GIVEN EXERCISE → Each line of the material below should be reproduced exactly.
***** DATA EXCERPTS *****
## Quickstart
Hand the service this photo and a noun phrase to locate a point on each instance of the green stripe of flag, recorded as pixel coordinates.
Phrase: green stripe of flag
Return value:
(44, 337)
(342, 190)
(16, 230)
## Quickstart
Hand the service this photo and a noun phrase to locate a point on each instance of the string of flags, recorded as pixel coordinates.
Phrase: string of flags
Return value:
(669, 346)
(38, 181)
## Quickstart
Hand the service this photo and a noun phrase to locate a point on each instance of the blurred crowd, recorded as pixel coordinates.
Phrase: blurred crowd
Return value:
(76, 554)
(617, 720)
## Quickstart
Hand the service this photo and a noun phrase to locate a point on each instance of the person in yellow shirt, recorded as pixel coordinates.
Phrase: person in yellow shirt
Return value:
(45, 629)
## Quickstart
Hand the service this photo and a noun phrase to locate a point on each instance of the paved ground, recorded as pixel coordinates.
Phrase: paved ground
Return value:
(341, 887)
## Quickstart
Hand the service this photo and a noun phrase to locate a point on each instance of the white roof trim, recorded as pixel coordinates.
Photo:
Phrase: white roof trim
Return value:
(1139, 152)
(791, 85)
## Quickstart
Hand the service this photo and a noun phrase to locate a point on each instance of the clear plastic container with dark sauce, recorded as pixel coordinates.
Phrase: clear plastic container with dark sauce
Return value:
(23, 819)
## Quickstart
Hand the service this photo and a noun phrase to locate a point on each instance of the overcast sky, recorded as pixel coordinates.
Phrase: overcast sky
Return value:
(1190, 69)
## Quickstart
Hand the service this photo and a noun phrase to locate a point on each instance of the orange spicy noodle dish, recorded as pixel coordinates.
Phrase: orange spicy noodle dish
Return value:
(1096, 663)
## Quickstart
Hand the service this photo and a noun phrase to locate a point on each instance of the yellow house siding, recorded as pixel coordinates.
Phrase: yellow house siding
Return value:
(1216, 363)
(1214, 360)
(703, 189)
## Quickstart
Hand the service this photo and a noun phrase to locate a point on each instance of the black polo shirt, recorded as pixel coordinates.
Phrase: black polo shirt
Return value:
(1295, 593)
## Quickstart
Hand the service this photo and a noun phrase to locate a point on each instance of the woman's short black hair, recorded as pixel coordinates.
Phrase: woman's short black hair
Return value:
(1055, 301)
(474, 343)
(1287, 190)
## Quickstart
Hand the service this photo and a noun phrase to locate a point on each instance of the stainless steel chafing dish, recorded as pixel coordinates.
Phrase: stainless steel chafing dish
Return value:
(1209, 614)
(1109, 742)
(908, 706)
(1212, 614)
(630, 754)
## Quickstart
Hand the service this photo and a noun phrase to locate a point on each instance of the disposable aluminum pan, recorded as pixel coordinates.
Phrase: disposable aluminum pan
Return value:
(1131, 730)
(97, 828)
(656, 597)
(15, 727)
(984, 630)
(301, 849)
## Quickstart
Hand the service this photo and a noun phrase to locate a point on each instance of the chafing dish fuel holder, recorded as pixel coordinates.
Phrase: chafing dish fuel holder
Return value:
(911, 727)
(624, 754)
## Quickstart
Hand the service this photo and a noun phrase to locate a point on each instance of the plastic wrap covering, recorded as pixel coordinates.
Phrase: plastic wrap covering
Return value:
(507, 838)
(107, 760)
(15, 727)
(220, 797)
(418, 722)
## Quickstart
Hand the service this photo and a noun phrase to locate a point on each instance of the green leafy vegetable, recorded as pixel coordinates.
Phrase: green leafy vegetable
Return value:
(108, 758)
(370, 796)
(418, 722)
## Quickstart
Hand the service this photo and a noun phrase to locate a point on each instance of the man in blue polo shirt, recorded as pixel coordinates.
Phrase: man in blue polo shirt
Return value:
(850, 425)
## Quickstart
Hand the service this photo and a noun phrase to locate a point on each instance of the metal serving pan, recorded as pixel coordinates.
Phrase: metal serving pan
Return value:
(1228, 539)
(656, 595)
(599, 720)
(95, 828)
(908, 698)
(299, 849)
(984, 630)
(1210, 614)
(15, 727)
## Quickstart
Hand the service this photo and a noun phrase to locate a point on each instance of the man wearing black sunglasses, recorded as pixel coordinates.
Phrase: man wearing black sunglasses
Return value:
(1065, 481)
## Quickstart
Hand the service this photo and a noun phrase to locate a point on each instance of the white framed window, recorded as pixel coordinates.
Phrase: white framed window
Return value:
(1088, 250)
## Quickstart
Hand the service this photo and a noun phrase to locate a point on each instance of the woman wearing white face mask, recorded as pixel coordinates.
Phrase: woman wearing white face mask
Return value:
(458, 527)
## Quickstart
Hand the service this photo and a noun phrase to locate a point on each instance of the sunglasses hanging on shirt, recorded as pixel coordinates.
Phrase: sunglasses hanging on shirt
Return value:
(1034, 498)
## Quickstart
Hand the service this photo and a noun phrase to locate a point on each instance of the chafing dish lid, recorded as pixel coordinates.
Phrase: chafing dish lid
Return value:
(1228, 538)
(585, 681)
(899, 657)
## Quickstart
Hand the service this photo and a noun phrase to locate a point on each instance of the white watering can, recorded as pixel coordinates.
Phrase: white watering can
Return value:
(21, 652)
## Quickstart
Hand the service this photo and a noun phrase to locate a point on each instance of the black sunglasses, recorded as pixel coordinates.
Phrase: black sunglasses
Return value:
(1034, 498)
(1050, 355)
*****
EXERCISE ANSWER →
## Quickstart
Hand the service this photo and a noun phrase to locate a point on each instance of the green stripe of flag, recorded as pixel coordinates.
Phrase: green stripe of flag
Return value:
(44, 337)
(342, 190)
(16, 230)
## Quickstart
Hand the service this photo and a noun phrase to locate a point on each instance of the string of flags, recorded as pixel coordinates.
Phrase: string of flags
Return value:
(669, 346)
(38, 181)
## Quickstart
Hand the service this photo and a noun phrase to locate a point on each instance of the blurred crowd, recorded as pixel coordinates.
Phrase: blurred crowd
Return value:
(76, 554)
(617, 720)
## Quickstart
Hand the service this photo and a noun phrase to locate a point on each instance of the person in yellow shirt, recorded as pixel coordinates.
Phrase: person in yellow shirt
Return value:
(45, 629)
## Quickstart
Hand the service this photo and a noun phrase to locate a point on each instance of the paved ground, recorded as pixel coordinates.
Phrase: paved ground
Return value:
(341, 887)
## Quickstart
Hand the service this photo and a noun phrase to locate a point on each instance of the white roof trim, recorded as pixel coordinates.
Photo:
Phrase: white roof trim
Return value:
(1139, 152)
(791, 85)
## Quickstart
Hand the service this photo and a noun phrase to locate a point on each instance of the clear plastic container with dark sauce, recorded as pixel coordinates.
Phrase: clear plastic container with dark sauce
Return value:
(23, 819)
## Quickstart
Hand the service this photo and a noun phrase to locate a point on each instance of the overcast sky, recorded as pixel coordinates.
Phrase: overcast sky
Return value:
(1190, 69)
## Quickstart
Hand the service this photo and a noun phrase to locate a point on each instance of the orange spicy noodle dish, recorded as pixel coordinates.
Phrase: orange spicy noodle dish
Return value:
(1096, 663)
## Quickstart
Hand the service this photo and a noun phrase to locate a point on each instance of the yellow house siding, recorded as pixel coordinates.
Phrase: yellow house siding
Return value:
(1216, 363)
(1214, 360)
(703, 189)
## Quickstart
Hand the service this photo and a noun phrase to locate a point on each instance of the black polo shirt, recorded as pixel coordinates.
Phrase: black polo shirt
Return value:
(1295, 593)
## Quickstart
Hand the service this photo and a noun phrase to locate a point on each instance of the woman's short black hair, recorded as pixel coordinates.
Phrase: woman's short black hair
Return value:
(1055, 301)
(474, 343)
(1287, 190)
## Quickstart
Hand the service this photo and a noun phrase to locate a point on each instance of the stainless steel chafing dish, recorded as pixel coordinates.
Phrase: stainless steel chafing dish
Return value:
(1209, 614)
(1109, 742)
(908, 706)
(1212, 614)
(630, 754)
## Quickstart
Hand the service this photo and a noun phrase to locate a point on each instance of the disposable aluminum pan, recorded as pixel coordinates.
Phrase: disposable aluminum pan
Return value:
(1131, 730)
(97, 828)
(656, 597)
(15, 727)
(984, 630)
(301, 849)
## Quickstart
Hand the service this photo and a noun phrase to locate a point on each instance of the chafing dish fuel holder, recorded as pixel coordinates.
Phrase: chafing dish fuel holder
Return value:
(911, 727)
(624, 754)
## Quickstart
Hand the service this photo and a noun phrase to locate a point on each instance of the plastic wrap covering, recorded as pixel coordinates.
Phrase: plastic wrap covering
Return value:
(507, 838)
(107, 760)
(15, 727)
(220, 797)
(418, 722)
## Quickstart
Hand the service this photo and a noun phrase to locate a point on each instance of the green leafy vegetable, recorded as pixel coordinates.
Phrase: green leafy vegetable
Return value:
(108, 758)
(370, 796)
(418, 722)
## Quickstart
Hand the service this photo and a noun phrase to locate a point on each instance of the man in blue polo shirt, recorded as pixel coordinates.
Phrase: man in blue polo shirt
Return value:
(850, 425)
## Quickstart
Hand the service this photo and a noun phrase to locate a point on each instance of the metal serving pan, recorded as pixel coordinates.
Phrase: metal serving pan
Return value:
(1228, 539)
(656, 595)
(599, 720)
(95, 828)
(908, 698)
(299, 849)
(984, 630)
(1210, 614)
(15, 727)
## Quickstart
Hand the service this photo and a noun phrase to locate a point on each instance of the man wearing black sunglasses, recorded as pixel coordinates.
Phrase: man wearing black sunglasses
Return value:
(1065, 481)
## Quickstart
Hand the service this photo and a noun phrase to locate a point on each instance of the white framed window, recorded as pixel coordinates.
Phrase: white framed window
Return value:
(1088, 250)
## Quickstart
Hand the service this photo and a noun phrase to locate a point on each instance of the woman wearing white face mask, recorded as pixel coordinates.
Phrase: woman wearing white face mask
Return value:
(458, 527)
## Quickstart
Hand the service this photo and a noun phrase to locate a point on each instance of the sunglasses hanging on shirt, recorded as pixel coordinates.
Phrase: sunglasses hanging on shirt
Return value:
(1034, 498)
## Quickstart
Hand the service this photo and a noun phrase to locate a point on each instance of the chafing dish lid, recorded as pixel coordinates.
Phrase: chafing dish lid
Return value:
(1228, 538)
(585, 681)
(899, 657)
## Quickstart
Hand the service this photo and a noun phrase to locate a point on each instance of the white watering can, recorded as pixel coordinates.
Phrase: white watering can
Return value:
(21, 652)
## Quickstart
Hand the service this photo and a noun phrase to locate a point on each instance of the black sunglasses, recorded as pixel coordinates.
Phrase: black sunglasses
Return value:
(1034, 498)
(1050, 355)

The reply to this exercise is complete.